Problem to work on: Give back the records word for word, starting at the line that contains "# point at: concrete" and ending at the last line of the records.

• • • •

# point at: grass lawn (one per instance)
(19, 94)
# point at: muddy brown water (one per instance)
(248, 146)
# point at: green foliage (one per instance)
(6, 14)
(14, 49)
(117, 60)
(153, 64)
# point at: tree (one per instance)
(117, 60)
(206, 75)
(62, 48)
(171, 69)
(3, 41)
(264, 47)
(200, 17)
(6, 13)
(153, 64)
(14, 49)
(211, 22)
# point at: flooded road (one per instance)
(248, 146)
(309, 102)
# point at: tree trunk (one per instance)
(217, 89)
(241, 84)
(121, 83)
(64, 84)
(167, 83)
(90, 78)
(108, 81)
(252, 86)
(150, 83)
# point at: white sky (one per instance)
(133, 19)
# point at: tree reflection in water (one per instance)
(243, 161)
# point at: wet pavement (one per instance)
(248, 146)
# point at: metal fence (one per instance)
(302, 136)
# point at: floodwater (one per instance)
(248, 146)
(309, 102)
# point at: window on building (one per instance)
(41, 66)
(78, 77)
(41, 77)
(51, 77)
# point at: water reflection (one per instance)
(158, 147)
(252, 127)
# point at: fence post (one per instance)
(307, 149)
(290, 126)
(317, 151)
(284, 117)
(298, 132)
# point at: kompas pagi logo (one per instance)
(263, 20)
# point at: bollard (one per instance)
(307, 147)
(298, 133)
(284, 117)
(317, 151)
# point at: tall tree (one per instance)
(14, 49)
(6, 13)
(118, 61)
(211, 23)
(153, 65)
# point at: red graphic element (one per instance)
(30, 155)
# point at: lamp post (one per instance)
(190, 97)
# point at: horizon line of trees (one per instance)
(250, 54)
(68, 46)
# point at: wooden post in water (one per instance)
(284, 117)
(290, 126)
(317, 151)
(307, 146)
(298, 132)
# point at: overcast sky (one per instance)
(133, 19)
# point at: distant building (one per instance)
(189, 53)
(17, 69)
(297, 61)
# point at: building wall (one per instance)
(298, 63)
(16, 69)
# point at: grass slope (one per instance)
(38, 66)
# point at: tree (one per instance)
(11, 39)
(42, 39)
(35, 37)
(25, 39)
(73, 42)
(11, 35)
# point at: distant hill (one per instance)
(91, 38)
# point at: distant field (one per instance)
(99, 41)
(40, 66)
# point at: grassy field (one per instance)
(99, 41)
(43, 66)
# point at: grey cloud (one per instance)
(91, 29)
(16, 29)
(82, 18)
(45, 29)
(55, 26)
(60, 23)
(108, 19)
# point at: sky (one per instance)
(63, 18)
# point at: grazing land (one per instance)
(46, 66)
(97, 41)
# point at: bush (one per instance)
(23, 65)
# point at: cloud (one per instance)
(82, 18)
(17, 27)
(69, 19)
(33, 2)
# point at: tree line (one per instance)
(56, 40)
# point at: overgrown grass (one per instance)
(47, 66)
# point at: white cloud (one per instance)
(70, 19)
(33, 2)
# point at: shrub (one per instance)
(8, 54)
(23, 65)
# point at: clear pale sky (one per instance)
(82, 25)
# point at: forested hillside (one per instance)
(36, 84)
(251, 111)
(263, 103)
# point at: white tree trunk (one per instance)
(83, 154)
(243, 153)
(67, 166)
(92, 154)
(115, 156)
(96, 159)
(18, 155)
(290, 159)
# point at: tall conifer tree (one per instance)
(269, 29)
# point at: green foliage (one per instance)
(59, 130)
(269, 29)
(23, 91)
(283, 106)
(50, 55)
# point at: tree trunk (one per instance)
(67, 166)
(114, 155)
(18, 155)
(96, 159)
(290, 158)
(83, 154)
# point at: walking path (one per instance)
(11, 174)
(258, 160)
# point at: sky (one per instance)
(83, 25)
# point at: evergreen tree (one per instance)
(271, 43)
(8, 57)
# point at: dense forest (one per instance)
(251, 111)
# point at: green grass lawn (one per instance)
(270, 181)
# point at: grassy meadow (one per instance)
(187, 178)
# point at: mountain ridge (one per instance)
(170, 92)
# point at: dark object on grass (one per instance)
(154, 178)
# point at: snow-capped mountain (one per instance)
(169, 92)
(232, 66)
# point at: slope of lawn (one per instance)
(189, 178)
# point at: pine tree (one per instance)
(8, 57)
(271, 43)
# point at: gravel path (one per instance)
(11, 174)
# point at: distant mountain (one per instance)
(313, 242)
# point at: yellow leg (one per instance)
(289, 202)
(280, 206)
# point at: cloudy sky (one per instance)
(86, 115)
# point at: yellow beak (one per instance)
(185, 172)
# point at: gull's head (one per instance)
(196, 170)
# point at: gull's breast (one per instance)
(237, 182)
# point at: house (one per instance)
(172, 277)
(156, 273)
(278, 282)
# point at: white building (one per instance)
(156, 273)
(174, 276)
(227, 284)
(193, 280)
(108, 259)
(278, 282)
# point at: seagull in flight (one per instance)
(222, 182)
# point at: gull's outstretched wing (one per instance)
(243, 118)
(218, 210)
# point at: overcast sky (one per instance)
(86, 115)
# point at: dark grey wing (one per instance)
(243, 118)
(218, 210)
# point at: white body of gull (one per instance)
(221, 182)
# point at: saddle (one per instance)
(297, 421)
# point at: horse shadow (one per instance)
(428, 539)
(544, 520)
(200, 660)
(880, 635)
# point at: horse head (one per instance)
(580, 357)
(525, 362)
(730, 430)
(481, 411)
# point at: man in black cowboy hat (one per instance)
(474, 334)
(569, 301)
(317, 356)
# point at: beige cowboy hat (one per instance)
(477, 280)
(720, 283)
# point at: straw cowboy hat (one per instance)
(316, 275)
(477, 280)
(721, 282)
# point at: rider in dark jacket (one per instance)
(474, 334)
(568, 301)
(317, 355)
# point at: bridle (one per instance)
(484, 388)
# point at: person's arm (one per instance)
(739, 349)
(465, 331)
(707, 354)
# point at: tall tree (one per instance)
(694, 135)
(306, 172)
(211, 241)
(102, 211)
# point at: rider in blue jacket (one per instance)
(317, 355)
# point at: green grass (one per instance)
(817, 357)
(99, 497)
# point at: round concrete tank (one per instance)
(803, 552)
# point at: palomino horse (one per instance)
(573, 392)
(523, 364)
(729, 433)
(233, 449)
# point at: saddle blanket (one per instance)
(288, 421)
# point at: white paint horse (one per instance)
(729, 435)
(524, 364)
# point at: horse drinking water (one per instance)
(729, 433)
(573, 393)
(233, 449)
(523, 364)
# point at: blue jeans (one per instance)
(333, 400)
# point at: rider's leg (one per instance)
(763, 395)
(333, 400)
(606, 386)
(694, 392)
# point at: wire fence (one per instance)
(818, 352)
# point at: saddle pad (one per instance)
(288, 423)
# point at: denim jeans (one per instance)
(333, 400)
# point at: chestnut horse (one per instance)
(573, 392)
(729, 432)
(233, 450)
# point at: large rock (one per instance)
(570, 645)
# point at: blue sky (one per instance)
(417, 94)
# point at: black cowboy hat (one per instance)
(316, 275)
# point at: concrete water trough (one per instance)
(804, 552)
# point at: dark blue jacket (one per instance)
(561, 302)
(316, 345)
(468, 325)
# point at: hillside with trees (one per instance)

• • • •

Result for this exercise:
# point at: concrete water trough (one per instance)
(804, 552)
# point at: dark blue jacket (one per instance)
(561, 302)
(316, 345)
(468, 325)
# point at: hillside with trees (one per instance)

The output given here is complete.